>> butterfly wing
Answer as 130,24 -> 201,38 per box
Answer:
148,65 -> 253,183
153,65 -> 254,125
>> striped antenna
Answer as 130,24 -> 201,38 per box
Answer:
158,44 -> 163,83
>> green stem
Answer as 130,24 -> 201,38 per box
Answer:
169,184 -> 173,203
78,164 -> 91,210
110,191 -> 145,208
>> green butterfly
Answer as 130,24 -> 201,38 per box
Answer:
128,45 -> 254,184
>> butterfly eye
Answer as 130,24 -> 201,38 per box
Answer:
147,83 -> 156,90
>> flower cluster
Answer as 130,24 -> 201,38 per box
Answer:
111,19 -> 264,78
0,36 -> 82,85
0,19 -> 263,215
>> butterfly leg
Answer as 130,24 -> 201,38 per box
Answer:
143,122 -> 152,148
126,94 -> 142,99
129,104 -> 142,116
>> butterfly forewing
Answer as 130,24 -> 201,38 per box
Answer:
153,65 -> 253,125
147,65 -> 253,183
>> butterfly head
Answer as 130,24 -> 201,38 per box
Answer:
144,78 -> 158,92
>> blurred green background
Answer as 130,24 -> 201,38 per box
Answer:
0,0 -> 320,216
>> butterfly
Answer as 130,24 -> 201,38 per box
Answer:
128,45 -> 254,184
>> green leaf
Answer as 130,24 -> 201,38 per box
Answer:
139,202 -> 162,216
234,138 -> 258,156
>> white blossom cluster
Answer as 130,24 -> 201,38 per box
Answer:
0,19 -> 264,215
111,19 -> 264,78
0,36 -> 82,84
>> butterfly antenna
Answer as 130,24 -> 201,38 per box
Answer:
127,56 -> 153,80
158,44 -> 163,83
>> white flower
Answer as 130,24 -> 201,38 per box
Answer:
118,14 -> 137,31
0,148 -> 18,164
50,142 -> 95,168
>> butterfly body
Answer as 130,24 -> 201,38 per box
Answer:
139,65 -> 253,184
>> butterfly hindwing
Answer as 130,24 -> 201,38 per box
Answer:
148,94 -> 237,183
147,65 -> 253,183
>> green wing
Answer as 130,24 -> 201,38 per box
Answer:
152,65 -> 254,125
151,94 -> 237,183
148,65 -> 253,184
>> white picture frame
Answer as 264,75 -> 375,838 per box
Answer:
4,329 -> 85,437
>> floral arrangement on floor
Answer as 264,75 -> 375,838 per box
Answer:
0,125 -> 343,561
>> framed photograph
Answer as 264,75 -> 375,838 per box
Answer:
====
# Instruction
Locate every line in the listing above that contains the word "cluster", and copy each of those lines out in full.

# Written solution
>> flower cluster
>> white blossom cluster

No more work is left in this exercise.